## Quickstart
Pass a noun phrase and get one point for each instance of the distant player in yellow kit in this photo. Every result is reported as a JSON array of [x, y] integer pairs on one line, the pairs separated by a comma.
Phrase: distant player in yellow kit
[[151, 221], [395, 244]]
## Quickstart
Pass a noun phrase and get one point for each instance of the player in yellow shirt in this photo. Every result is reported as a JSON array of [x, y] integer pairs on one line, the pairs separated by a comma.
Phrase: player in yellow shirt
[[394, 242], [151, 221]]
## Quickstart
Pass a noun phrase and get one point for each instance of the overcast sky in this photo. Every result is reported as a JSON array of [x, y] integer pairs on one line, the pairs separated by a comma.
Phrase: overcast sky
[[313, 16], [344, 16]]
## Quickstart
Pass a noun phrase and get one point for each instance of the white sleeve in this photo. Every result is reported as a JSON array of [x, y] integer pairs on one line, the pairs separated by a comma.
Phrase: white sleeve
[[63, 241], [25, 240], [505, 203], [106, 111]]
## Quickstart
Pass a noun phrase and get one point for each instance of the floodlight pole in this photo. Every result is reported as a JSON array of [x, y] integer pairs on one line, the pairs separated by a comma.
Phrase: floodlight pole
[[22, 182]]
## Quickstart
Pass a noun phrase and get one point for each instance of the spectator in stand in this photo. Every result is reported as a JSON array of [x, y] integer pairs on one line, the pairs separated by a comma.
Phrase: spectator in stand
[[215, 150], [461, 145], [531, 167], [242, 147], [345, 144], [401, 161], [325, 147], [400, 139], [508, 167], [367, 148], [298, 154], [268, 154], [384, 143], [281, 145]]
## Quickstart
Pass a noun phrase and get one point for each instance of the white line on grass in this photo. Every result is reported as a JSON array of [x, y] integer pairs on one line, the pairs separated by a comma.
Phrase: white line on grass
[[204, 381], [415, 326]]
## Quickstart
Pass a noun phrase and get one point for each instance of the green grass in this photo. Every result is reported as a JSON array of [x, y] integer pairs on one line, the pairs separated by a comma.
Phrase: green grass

YOUR TASK:
Copy out, from the listing above, every line that contains the word "green".

RESPONSE AREA:
Pass a noun phrase and get one point for each instance of the green grass in this photo. Every result is reported as a JSON array of [x, y] integer pairs on one line, the pairs separated by a comma.
Phrase: green grass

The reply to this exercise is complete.